Les conséquences de la guerre en Libye sont d’une ampleur incroyable : celle-ci a engendré des attentats terroristes en Europe, en Syrie, en Afrique du Nord et en Afrique subsaharienne
Les forces fidèles au Gouvernement d’union nationale prennent position lors d’affrontements avec les forces fidèles à Khalifa Haftar au sud de la banlieue tripolitaine d’Ain Zara, le 23 avril (AFP)

Huit ans après la guerre de l’OTAN en Libye en 2011, alors que le pays entre dans une nouvelle phase de ce conflit, j’ai dressé l’inventaire du nombre de pays dans lesquels le terrorisme s’est étendu en conséquence directe de cette guerre.

Ils sont quatorze au moins. Les Européens et les Africains ont terriblement ressenti le legs du renversement du dirigeant libyen Mouammar Kadhafi par David Cameron, Nicolas Sarkozy et Barack Obama.

**CONSIGNE DE L'EXERCICE**
Dites si chacune des affirmations suivantes concorde avec le texte extrait sur la guerre en Libye, par oui ou par non, en citant mot pour mot les termes du texte qui tranchent.
1. Le texte dénombre au moins quatorze pays où le terrorisme s'est étendu à la suite de cette guerre.
2. La guerre de l'OTAN en Libye a eu lieu en 2015.
3. Les affrontements évoqués se sont produits au nord de la banlieue d'Ain Zara.

**ENTRÉES FOURNIES**

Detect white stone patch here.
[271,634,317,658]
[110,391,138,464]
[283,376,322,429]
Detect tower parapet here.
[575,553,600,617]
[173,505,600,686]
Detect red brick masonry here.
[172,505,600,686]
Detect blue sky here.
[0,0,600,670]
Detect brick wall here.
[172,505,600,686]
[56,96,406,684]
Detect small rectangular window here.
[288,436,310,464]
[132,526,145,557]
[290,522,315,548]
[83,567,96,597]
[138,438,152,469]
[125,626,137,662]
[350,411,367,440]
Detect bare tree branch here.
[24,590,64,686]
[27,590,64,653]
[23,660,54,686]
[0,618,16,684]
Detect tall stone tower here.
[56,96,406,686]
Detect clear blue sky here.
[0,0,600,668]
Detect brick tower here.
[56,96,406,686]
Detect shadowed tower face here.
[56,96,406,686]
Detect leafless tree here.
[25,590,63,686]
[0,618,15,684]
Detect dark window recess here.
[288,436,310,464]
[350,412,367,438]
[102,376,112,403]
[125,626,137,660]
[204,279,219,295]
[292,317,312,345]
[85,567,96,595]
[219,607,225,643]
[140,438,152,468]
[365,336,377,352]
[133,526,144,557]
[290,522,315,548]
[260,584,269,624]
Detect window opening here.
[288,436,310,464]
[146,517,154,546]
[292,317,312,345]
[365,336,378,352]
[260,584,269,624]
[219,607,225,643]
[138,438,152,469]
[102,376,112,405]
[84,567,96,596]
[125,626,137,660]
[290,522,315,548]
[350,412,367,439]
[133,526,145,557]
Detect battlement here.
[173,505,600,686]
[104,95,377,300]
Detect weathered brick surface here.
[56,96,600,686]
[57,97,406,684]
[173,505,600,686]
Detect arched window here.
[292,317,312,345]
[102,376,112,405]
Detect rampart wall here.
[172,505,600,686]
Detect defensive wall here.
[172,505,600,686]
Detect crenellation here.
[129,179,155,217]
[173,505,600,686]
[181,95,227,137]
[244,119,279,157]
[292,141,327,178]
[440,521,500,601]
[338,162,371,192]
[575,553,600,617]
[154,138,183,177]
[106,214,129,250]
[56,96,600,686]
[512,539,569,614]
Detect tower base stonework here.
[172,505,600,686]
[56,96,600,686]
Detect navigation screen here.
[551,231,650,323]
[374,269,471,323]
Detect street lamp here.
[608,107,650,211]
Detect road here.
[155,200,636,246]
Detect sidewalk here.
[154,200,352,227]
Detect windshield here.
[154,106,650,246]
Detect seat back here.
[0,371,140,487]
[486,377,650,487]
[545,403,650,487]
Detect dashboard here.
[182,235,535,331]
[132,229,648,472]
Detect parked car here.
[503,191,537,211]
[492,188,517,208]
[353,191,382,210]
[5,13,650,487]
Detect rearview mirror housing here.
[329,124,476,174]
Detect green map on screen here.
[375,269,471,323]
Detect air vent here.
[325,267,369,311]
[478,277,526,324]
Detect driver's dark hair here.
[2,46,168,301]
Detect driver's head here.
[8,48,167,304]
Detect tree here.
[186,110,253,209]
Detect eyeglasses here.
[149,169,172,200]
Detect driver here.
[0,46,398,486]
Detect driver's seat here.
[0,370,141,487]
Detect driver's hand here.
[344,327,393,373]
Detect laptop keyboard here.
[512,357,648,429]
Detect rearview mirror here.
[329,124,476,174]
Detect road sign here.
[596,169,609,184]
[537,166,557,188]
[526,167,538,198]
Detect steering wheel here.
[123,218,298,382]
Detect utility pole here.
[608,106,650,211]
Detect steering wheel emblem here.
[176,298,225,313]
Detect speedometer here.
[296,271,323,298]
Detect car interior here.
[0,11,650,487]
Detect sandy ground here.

**CORRIGÉ**
1. Oui : « Ils sont quatorze au moins. »
2. Non : « la guerre de l’OTAN en Libye en 2011 »
3. Non : « au sud de la banlieue tripolitaine d’Ain Zara »